▸ **Activity**
Count the lines in the material below that contain the word "green" and give the number alone.

▸ **Records provided**
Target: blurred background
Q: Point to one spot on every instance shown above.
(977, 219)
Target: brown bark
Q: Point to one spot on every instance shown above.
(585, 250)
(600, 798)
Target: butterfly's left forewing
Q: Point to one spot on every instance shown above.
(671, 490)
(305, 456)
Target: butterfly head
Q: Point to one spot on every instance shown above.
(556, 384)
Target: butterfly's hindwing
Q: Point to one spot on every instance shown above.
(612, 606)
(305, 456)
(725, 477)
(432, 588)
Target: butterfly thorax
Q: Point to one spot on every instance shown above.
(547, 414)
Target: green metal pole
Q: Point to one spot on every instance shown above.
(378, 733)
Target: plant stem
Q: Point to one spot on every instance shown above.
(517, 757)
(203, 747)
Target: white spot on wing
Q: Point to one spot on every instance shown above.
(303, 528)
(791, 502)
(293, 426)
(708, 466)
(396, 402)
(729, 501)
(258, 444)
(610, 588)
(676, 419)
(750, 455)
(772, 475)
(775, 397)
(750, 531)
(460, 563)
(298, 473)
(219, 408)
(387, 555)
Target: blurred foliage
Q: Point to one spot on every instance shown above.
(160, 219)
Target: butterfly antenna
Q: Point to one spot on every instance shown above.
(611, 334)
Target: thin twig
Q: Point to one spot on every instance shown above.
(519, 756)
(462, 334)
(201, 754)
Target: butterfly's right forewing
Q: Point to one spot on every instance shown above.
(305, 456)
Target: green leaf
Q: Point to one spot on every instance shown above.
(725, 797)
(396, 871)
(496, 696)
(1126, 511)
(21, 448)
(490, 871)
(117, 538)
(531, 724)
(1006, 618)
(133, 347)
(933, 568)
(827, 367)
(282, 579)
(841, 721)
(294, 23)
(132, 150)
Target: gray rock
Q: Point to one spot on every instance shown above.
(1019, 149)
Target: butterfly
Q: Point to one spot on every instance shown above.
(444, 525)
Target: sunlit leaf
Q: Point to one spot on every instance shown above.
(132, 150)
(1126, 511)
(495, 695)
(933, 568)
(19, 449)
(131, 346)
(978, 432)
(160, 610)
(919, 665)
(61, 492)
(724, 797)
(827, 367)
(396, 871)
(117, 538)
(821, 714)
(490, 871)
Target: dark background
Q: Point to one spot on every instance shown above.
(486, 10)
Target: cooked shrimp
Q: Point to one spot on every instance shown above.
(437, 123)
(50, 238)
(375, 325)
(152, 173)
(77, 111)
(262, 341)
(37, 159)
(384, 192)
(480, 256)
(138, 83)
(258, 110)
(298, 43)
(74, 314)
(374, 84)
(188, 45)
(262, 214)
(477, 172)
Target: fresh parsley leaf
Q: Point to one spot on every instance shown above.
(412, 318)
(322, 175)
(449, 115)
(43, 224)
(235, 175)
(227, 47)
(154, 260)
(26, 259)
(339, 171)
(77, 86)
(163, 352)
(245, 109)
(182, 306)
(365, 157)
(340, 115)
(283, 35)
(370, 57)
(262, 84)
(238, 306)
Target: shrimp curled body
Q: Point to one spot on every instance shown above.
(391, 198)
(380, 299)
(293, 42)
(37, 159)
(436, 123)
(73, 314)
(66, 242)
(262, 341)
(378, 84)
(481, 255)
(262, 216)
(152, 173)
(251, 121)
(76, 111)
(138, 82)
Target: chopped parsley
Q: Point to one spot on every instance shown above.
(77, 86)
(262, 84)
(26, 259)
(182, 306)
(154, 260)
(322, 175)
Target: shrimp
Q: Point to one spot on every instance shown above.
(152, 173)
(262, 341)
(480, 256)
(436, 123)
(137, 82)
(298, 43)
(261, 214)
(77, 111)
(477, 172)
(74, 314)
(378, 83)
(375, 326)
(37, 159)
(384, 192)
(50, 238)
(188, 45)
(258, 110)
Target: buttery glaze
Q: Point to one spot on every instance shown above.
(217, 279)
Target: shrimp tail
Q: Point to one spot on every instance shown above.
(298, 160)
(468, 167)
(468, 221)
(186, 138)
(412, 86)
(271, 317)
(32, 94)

▸ **The answer**
2